* _Task brief_:
Write out every line of the entries below as a numbered list. Skip blank lines and leave out the pictures.

* _Given records_:
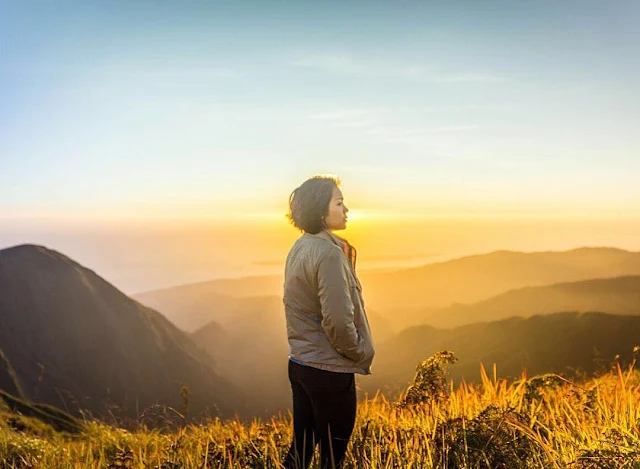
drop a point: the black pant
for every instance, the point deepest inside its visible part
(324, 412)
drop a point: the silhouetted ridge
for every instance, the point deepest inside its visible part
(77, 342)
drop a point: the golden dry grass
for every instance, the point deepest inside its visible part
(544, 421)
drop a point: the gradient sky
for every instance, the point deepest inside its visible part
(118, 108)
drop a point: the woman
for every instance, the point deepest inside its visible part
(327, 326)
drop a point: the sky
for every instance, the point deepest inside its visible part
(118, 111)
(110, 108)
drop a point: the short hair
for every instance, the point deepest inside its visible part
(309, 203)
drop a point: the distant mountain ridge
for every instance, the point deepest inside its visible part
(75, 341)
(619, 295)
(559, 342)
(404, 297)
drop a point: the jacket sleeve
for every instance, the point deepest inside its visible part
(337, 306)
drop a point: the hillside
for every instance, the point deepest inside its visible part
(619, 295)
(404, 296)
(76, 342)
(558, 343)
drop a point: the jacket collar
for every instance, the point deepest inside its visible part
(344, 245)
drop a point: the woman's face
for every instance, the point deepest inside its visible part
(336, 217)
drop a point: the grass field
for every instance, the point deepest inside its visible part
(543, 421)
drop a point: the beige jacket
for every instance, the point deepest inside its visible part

* _Answer to the exercise_:
1. drop a point: the black pant
2. for every instance, the point deepest inside its visible part
3. (324, 412)
4. drop a point: the silhouetted ridge
5. for every instance, the point deepest inside its visible part
6. (77, 342)
7. drop a point: the golden dry grass
8. for every instance, the point deepest inside its visible part
9. (544, 421)
10. drop a point: the gradient sky
11. for every instance, the point deepest inside its visible part
12. (118, 108)
13. drop a point: the woman
14. for every instance, the point deepest inside its visible part
15. (327, 326)
16. drop a point: the sky
17. for every instance, the point deepest inside its visible part
18. (118, 111)
19. (110, 108)
20. drop a point: the short hair
21. for every instance, the point deepest inside its visible part
22. (309, 203)
23. drop a point: the distant mountain ridge
24. for every instance, the point deepest inside its visible part
25. (75, 341)
26. (619, 295)
27. (559, 342)
28. (404, 297)
29. drop a point: the jacket sleeve
30. for every instance, the point deepest inside its visible part
31. (337, 306)
32. drop a point: the hillside
33. for every instance, the point deepest inside its visible part
34. (619, 295)
35. (404, 296)
36. (76, 342)
37. (558, 343)
38. drop a point: the jacket collar
39. for every instance, the point deepest inside its visible part
40. (344, 245)
41. drop a point: the woman's face
42. for every instance, the point deepest inside its visible part
43. (336, 217)
44. drop a point: the grass field
45. for every instance, the point deepest inside its visible part
46. (543, 421)
47. drop a point: the beige jacket
48. for every instance, the point deepest inside its visible part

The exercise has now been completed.